Problem requirements –
Can you reproduce the discussion of academic tenure and research incentives below word for word, in full?

Selected text –
......
3. I'd argue that the tenure system worked quite well despite its flaws. If anything tenure doesn't give the same guarantees it gave half a century ago, so people are still incentivized to continue running the rat race. If you still want to hold them accountable maybe a much longer cycle might be okay, perhaps 15 years? 5 year contract sounds like hell for most fields. Some of the most interesting work I did took more than that time to bear fruition and that's not uncommon.
Only thing I'll agree with you is that we should make sure that whatever new process is conceived must try to correct perverse incentives for women, given how the current system plays against some common life choices they might want to make (having kids).
> Why will any self respective smart person want to throw their intelligence away for a pittance? You want them to be smart with science and stupid with money is it?
Because it buys them the freedom to do what they want in terms of research, rather than being a slave to a certain agenda, or a quota, or what have you. Science progresses by empowering curious people. If a researcher was interested in making money, then they would focus on money-making discoveries and spin off startups (which already happens plenty now).
> There shouldn't be more researchers, there should be less. My decade-long experience with academia has been that too many people who aren't exactly scientifically smart (more smart at socializing and grant writing) are too established.
That's because the academic and publishing incentives are all skewed, like the OP said, not because we have too many people doing research. If the low-hanging fruit has been plucked, then we need more eyeballs looking at things from all sorts of different perspectives to find pieces that don't quite fit our established theories.
I have an agreement and a disagreement with your take:
* I agree that reducing salaries for academics will only make the currently misplaced incentives worse. It will deprive society from the valuable research that more competent and talented folks would have done. In my mind, the key point in all these budgetary conversations is the ballooning bureaucratic/administrative layer that is eating up more and more of the budget and making it harder for universities, as collectives of teachers and researchers, to adapt to the evolving priorities of the real world.
......
Provided records –

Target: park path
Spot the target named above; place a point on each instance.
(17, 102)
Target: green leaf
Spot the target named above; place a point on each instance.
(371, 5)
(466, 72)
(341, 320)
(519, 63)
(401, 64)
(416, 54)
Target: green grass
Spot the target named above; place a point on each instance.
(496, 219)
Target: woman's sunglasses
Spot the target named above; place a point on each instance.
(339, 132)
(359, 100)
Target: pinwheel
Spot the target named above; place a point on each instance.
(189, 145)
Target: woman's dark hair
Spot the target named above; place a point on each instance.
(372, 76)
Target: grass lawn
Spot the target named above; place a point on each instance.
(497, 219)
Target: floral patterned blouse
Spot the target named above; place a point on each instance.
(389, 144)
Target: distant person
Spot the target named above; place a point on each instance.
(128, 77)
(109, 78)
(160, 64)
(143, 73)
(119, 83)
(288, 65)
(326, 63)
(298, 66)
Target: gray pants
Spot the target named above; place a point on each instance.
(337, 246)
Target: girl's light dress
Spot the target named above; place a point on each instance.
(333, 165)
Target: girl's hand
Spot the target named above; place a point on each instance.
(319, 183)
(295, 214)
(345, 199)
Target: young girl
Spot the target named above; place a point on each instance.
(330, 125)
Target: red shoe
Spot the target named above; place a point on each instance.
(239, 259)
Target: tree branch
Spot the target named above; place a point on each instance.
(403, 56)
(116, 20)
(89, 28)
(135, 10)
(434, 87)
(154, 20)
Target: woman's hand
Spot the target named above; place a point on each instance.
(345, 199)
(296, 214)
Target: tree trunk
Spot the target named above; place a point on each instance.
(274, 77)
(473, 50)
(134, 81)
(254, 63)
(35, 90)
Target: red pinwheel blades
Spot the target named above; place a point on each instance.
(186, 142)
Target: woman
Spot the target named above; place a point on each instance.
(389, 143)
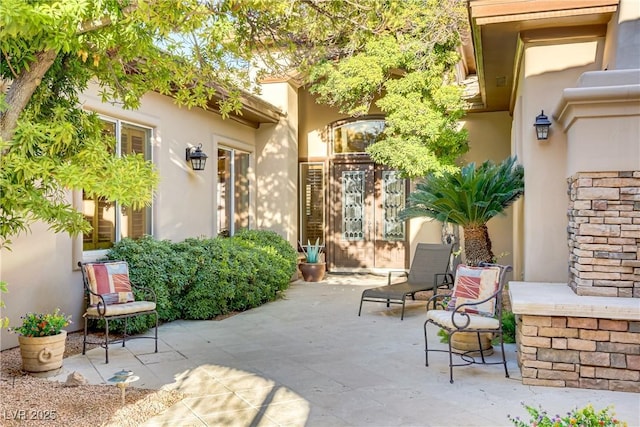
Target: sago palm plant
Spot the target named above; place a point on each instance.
(469, 197)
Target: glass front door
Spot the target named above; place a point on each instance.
(363, 227)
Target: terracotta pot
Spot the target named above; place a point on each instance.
(313, 272)
(462, 342)
(42, 354)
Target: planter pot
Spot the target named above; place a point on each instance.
(42, 354)
(313, 272)
(463, 342)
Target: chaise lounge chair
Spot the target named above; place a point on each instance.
(429, 271)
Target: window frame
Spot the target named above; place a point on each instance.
(94, 254)
(234, 147)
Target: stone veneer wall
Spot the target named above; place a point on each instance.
(604, 233)
(579, 352)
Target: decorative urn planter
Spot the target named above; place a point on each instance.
(42, 354)
(313, 271)
(467, 342)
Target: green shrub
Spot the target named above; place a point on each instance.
(203, 278)
(585, 417)
(509, 326)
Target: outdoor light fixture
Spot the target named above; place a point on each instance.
(122, 379)
(542, 125)
(196, 157)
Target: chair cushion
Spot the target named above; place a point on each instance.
(474, 284)
(120, 309)
(111, 280)
(443, 319)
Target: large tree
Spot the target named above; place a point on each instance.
(51, 50)
(399, 53)
(402, 58)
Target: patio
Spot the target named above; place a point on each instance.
(308, 359)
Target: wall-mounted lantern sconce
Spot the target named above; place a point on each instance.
(542, 125)
(197, 157)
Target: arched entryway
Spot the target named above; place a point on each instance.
(352, 204)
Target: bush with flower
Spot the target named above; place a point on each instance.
(585, 417)
(42, 324)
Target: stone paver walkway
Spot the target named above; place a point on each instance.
(309, 360)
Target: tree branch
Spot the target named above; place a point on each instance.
(21, 90)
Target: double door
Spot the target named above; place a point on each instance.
(364, 229)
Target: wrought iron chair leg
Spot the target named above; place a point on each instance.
(84, 337)
(450, 362)
(480, 347)
(426, 346)
(124, 334)
(156, 338)
(106, 340)
(504, 360)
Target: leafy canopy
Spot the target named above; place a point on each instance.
(401, 59)
(398, 54)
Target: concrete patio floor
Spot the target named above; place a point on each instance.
(309, 360)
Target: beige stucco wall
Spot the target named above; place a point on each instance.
(489, 139)
(277, 164)
(40, 276)
(42, 263)
(547, 70)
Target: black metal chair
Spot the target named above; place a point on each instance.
(429, 271)
(109, 296)
(475, 306)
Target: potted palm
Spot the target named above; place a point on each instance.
(469, 197)
(312, 268)
(42, 340)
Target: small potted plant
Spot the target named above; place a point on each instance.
(312, 269)
(42, 340)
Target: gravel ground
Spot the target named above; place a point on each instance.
(29, 401)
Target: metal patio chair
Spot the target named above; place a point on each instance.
(475, 305)
(429, 271)
(109, 295)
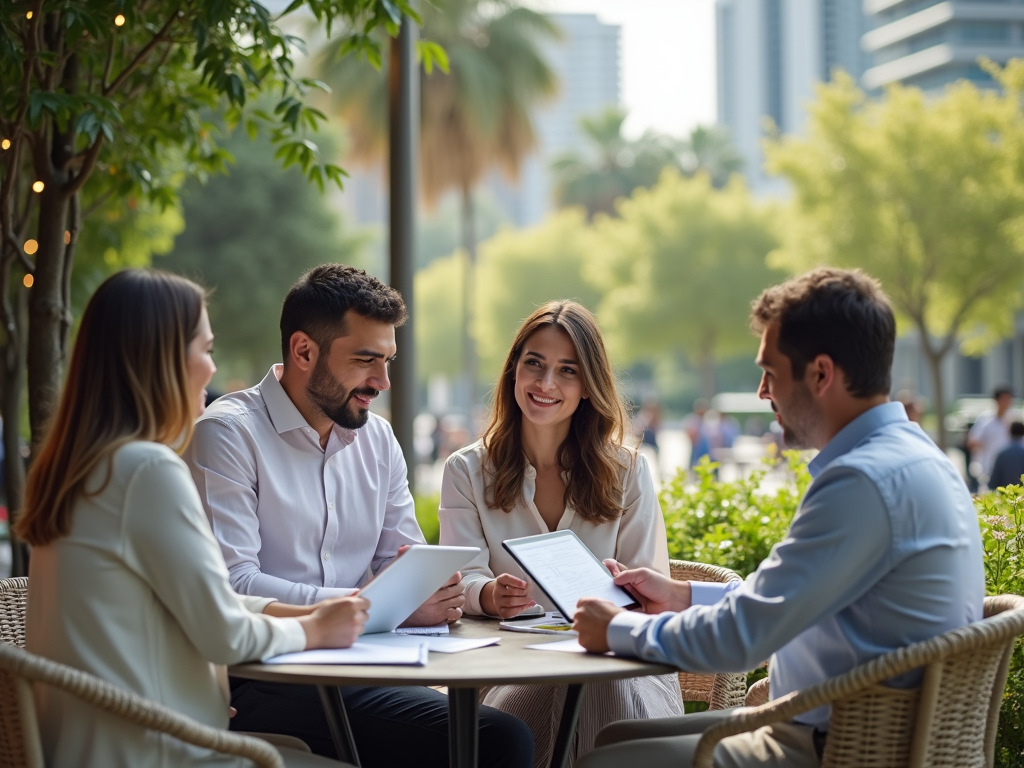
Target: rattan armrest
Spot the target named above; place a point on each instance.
(962, 640)
(133, 708)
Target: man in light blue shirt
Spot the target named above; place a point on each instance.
(884, 551)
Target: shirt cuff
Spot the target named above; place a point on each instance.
(325, 593)
(294, 637)
(708, 593)
(621, 632)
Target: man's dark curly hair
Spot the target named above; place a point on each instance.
(840, 312)
(318, 300)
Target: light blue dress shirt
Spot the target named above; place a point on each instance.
(884, 551)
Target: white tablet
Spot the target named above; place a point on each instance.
(566, 570)
(407, 583)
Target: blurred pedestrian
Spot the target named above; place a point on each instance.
(990, 434)
(696, 431)
(1010, 463)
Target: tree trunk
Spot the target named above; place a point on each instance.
(46, 312)
(935, 357)
(10, 408)
(706, 361)
(468, 344)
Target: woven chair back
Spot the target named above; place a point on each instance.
(723, 690)
(950, 720)
(19, 744)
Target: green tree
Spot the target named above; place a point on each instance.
(709, 150)
(680, 267)
(611, 166)
(924, 193)
(248, 237)
(474, 117)
(520, 270)
(116, 90)
(438, 316)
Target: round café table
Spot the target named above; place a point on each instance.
(464, 674)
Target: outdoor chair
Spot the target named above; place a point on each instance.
(948, 722)
(19, 740)
(725, 689)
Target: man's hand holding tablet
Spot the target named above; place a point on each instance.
(655, 592)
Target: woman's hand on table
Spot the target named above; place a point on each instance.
(505, 597)
(335, 623)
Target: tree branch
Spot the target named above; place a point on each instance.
(147, 81)
(141, 55)
(73, 186)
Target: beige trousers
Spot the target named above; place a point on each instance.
(671, 742)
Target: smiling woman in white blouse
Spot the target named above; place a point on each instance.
(126, 580)
(553, 458)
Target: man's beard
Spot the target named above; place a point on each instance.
(800, 419)
(333, 399)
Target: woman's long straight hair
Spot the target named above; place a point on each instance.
(127, 381)
(593, 452)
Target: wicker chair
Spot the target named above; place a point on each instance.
(19, 741)
(948, 722)
(723, 690)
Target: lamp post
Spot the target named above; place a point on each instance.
(403, 114)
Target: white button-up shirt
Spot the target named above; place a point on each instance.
(295, 521)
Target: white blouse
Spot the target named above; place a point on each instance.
(636, 539)
(137, 594)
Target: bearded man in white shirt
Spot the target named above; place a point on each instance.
(308, 497)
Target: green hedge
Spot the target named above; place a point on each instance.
(734, 524)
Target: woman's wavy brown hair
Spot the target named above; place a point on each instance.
(593, 452)
(128, 381)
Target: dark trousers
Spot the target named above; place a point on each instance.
(392, 726)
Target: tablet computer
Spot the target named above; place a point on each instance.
(407, 583)
(561, 565)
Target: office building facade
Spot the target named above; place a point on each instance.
(771, 53)
(929, 44)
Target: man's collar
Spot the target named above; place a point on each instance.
(282, 411)
(851, 435)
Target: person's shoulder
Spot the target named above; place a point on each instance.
(144, 457)
(470, 458)
(233, 407)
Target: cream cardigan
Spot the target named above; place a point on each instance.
(138, 595)
(635, 539)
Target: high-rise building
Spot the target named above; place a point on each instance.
(586, 62)
(770, 55)
(931, 43)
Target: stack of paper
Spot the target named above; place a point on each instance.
(361, 653)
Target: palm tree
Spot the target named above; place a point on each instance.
(614, 166)
(710, 150)
(471, 120)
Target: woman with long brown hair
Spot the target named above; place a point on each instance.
(554, 458)
(126, 580)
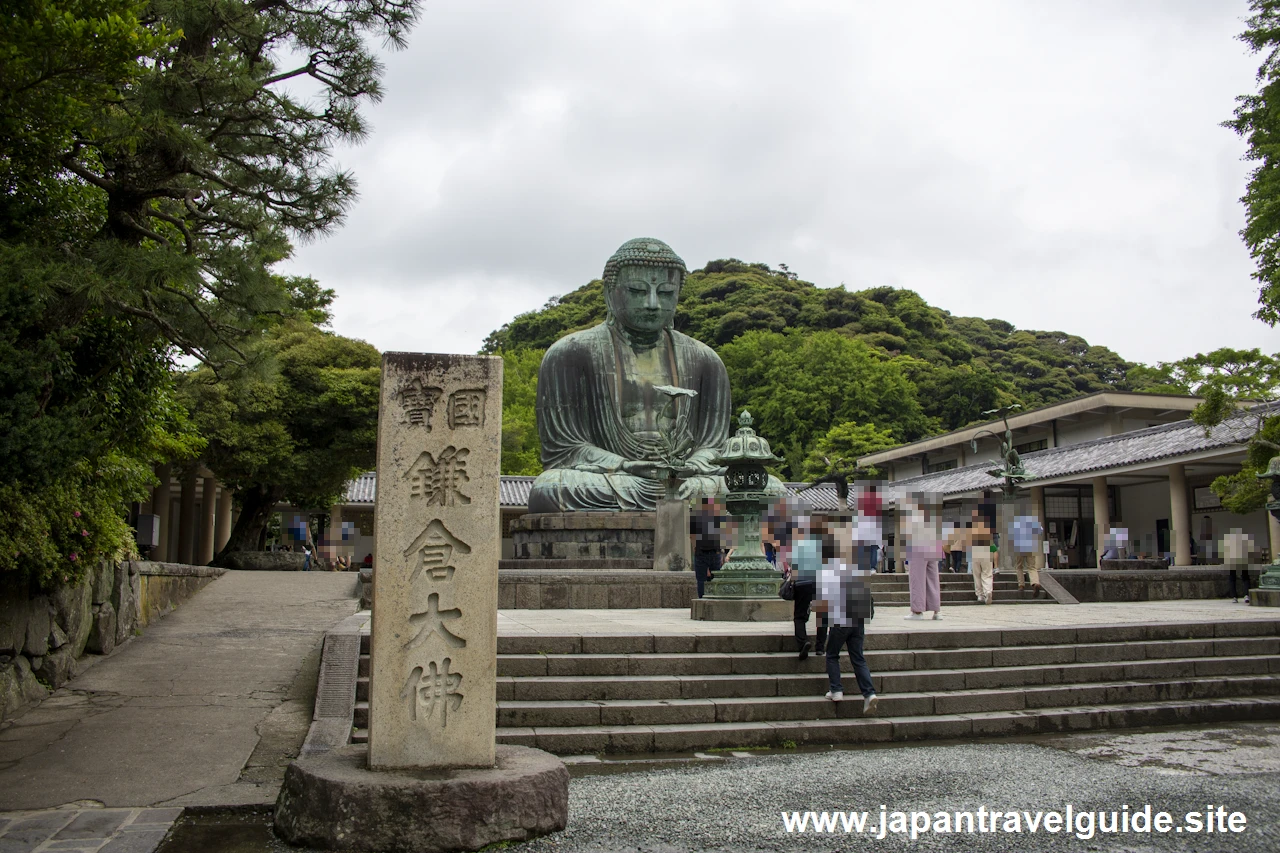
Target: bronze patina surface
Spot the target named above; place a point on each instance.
(631, 406)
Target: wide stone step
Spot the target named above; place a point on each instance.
(810, 682)
(624, 739)
(814, 706)
(881, 660)
(900, 638)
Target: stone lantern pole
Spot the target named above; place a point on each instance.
(746, 587)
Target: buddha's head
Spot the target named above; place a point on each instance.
(641, 284)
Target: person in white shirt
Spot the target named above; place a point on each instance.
(1237, 547)
(846, 598)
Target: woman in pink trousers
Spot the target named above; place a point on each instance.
(924, 550)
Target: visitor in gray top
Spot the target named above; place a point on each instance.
(846, 598)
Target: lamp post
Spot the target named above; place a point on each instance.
(746, 574)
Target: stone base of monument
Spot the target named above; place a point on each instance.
(584, 536)
(1265, 597)
(334, 802)
(593, 589)
(741, 610)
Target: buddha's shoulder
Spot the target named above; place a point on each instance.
(693, 346)
(580, 342)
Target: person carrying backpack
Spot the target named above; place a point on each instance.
(845, 597)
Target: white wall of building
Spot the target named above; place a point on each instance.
(1142, 505)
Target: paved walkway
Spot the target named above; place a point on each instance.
(572, 623)
(206, 707)
(213, 702)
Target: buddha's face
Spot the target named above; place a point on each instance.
(644, 297)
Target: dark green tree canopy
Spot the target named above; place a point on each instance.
(156, 159)
(1257, 121)
(298, 433)
(807, 359)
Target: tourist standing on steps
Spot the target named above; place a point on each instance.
(923, 530)
(1237, 547)
(704, 533)
(804, 559)
(1024, 538)
(846, 600)
(981, 553)
(868, 527)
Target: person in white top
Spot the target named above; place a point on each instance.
(844, 593)
(1237, 547)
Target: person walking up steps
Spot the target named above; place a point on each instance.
(846, 598)
(981, 559)
(923, 530)
(804, 559)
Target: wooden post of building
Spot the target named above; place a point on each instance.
(187, 519)
(208, 518)
(1101, 515)
(160, 509)
(223, 524)
(1179, 515)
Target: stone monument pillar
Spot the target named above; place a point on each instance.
(434, 646)
(432, 779)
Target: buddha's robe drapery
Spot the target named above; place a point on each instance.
(585, 438)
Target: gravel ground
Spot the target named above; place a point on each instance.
(736, 804)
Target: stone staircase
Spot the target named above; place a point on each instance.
(956, 588)
(679, 693)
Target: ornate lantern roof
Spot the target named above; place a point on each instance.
(745, 446)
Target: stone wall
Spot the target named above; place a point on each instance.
(1159, 584)
(594, 589)
(45, 635)
(268, 561)
(584, 536)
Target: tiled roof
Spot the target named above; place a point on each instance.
(362, 488)
(513, 491)
(1137, 447)
(1166, 441)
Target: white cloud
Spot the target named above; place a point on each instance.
(1061, 167)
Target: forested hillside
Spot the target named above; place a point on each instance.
(826, 372)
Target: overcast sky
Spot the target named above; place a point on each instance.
(1060, 165)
......
Written solution –
3. I'd argue that the tenure system worked quite well despite its flaws. If anything tenure doesn't give the same guarantees it gave half a century ago, so people are still incentivized to continue running the rat race. If you still want to hold them accountable maybe a much longer cycle might be okay, perhaps 15 years? 5 year contract sounds like hell for most fields. Some of the most interesting work I did took more than that time to bear fruition and that's not uncommon.
Only thing I'll agree with you is that we should make sure that whatever new process is conceived must try to correct perverse incentives for women, given how the current system plays against some common life choices they might want to make (having kids).
> Why will any self respective smart person want to throw their intelligence away for a pittance? You want them to be smart with science and stupid with money is it?
Because it buys them the freedom to do what they want in terms of research, rather than being a slave to a certain agenda, or a quota, or what have you. Science progresses by empowering curious people. If a researcher was interested in making money, then they would focus on money-making discoveries and spin off startups (which already happens plenty now).
> There shouldn't be more researchers, there should be less. My decade-long experience with academia has been that too many people who aren't exactly scientifically smart (more smart at socializing and grant writing) are too established.
That's because the academic and publishing incentives are all skewed, like the OP said, not because we have too many people doing research. If the low-hanging fruit has been plucked, then we need more eyeballs looking at things from all sorts of different perspectives to find pieces that don't quite fit our established theories.
I have an agreement and a disagreement with your take:
* I agree that reducing salaries for academics will only make the currently misplaced incentives worse. It will deprive society from the valuable research that more competent and talented folks would have done. In my mind, the key point in all these budgetary conversations is the ballooning bureaucratic/administrative layer that is eating up more and more of the budget and making it harder for universities, as collectives of teachers and researchers, to adapt to the evolving priorities of the real world.